- **PROBLEMAS**:
A: Reproduce textualmente el fragmento del texto sobre la rosa azul desde "Y eso es precisamente" hasta "o sin crisis.".
B: Según el texto sobre la rosa azul, ¿qué empresa logró obtenerla y con quién colaboró?
C: Prolonga el texto sobre la rosa azul a partir de su última oración.
:: FRAGMENTO DEL TEXTO ::
La rosa azul
Enrique Monasterio
Génesis: el origen del universo, de la vida y del hombre
Diego Martínez Caro


El gran logro

        Durante siglos fue una fantasía romántica de los amantes de las flores y también un reto para botánicos y floristas. Los poetas soñaron con esa rosa imposible y crearon leyendas de príncipes enamorados que debían pagar a su amada el tributo de una flor con el color del cielo. Algunos estafadores recurrieron al tinte para engañar a los más crédulos, pero lo cierto es que nadie hasta ahora había logrado que surgiera de la tierra una auténtica rosa azul.

        Hace muchos años los botánicos dejaron zanjada la cuestión. La rosa, explicaron, nunca será capaz de producir espontáneamente la idelfinidina, que es el pigmento responsable de ese color. Así que era inútil seguir experimentando con cruces entre las diferentes especies. Para que naciera una rosa azul sería necesario alterarla genéticamente.

        Y eso es precisamente lo que ha hecho la empresa japonesa Suntory, en colaboración con su filial australiana Florigene. A ellos les importaba un rábano la vieja admonición juanramoniana, “¡no la toques ya más, que así es la rosa!”. Sabían que había un mercado y, como el negocio es el negocio y el yen es el yen, han conseguido cubrir la demanda con una rosa transgénica de belleza singular.

        De momento, la rosa azul se vende en Kioto y Osaka a 15 euros la unidad, y según dicen, muy pronto llegará a Europa con crisis o sin crisis.
:::
:: DATOS SIN PROCESAR ::
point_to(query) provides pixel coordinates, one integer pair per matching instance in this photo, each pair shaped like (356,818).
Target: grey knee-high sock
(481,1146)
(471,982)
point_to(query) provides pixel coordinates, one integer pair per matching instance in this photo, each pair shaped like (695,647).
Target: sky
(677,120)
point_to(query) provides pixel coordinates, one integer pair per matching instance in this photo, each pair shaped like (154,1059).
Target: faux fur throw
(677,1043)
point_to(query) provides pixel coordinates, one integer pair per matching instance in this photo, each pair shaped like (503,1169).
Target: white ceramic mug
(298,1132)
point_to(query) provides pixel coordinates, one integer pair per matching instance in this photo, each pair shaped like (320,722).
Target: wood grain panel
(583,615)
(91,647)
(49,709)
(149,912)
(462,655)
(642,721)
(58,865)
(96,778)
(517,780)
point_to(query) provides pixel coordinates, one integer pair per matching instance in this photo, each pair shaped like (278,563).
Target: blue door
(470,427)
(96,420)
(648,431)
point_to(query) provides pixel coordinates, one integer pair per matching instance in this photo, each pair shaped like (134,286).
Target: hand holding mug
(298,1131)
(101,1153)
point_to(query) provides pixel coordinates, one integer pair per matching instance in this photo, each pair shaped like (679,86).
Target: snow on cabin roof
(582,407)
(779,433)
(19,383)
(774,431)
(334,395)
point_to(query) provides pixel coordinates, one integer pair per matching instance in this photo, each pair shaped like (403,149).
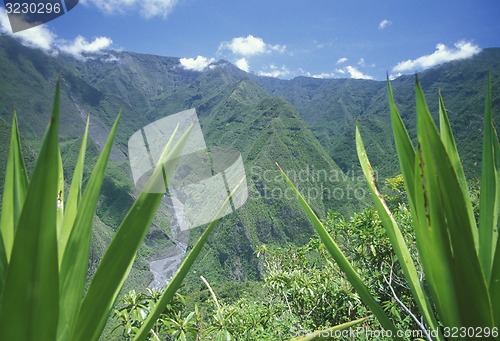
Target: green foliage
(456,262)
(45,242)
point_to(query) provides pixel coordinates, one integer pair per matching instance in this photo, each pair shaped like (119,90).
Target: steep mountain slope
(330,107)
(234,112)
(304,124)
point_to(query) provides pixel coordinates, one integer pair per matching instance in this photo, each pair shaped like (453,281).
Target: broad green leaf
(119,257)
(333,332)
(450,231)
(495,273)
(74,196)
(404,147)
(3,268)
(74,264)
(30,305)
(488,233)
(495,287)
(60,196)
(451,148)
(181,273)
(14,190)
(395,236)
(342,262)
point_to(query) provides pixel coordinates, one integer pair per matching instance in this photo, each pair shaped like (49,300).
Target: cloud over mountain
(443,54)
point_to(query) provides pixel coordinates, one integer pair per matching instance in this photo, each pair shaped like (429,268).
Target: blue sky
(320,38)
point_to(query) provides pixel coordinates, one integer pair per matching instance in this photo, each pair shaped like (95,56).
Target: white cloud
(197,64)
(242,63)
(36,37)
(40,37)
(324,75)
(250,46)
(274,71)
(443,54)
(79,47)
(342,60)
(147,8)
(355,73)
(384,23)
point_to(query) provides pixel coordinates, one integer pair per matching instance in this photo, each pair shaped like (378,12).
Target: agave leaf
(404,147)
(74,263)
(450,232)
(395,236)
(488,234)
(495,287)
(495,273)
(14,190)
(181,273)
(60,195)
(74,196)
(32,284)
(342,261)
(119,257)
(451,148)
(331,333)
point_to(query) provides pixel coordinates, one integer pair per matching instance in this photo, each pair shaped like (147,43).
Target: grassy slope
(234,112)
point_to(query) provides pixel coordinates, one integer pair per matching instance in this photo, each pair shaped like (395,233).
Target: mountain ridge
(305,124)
:::
:: DATOS SIN PROCESAR ::
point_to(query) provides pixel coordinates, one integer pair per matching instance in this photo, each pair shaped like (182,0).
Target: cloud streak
:::
:: DATOS SIN PROCESAR ::
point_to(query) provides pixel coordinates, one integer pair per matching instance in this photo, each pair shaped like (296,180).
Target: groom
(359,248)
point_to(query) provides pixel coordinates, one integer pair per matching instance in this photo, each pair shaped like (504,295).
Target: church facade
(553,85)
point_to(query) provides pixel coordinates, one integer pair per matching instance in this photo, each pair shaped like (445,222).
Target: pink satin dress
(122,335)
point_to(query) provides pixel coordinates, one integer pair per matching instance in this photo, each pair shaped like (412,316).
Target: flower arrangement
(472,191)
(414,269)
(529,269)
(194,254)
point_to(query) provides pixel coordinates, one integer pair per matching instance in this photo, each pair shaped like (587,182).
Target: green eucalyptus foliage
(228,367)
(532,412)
:::
- **RESPUESTAS DEL EJERCICIO**:
A:
Y eso es precisamente lo que ha hecho la empresa japonesa Suntory, en colaboración con su filial australiana Florigene. A ellos les importaba un rábano la vieja admonición juanramoniana, “¡no la toques ya más, que así es la rosa!”. Sabían que había un mercado y, como el negocio es el negocio y el yen es el yen, han conseguido cubrir la demanda con una rosa transgénica de belleza singular.

        De momento, la rosa azul se vende en Kioto y Osaka a 15 euros la unidad, y según dicen, muy pronto llegará a Europa con crisis o sin crisis.

B: La empresa japonesa Suntory, en colaboración con su filial australiana Florigene.

C:
No les parece bien

        Las consecuencias de la noticia eran previsibles: un puñado de ecologistas ha puesto el grito en el Cielo ante el “peligro” de que el viento y los insectos esparzan un polen dañino para el equilibrio natural de las demás especies. Yoshikazu Tanaka, director del centro de estudios científicos vegetales de la casa Suntory, dice que exageran, que su flor es tan natural como inofensiva, pero me temo que la pobre y pacífica rosa se encuentra ya en el centro de una guerra ideológica de resultado incierto.

        Uno, que sabe poco de flores, piensa que los ecologistas (que tampoco saben tanto) se pasan varios pueblos. El hombre es el jardinero de este mundo nuestro, no una especie animal más; Dios le encargó que trabajara el Edén donde lo puso y que lo convirtiera en su casa cooperando así con su poder creador.

        Claro que el trabajo humano por dominar el mundo debe ser respetuoso con la naturaleza precisamente porque somos propietarios y no expoliadores; pero gracias a esa tarea transformadora, en España, sin ir más lejos, cultivamos toneladas de patatas, tomates y maíz, que eran desconocidos en nuestro continente antes del descubrimiento de América, y ha sido posible crear alimentos nuevos muy nutritivos y nada peligrosos.

No les parece mal

        Así que, mientras no se demuestre lo contrario, me declaro a favor de la rosa azul. Sin embargo no deja de conmoverme esa defensa a ultranza de lo natural frente a la abusiva manipulación humana.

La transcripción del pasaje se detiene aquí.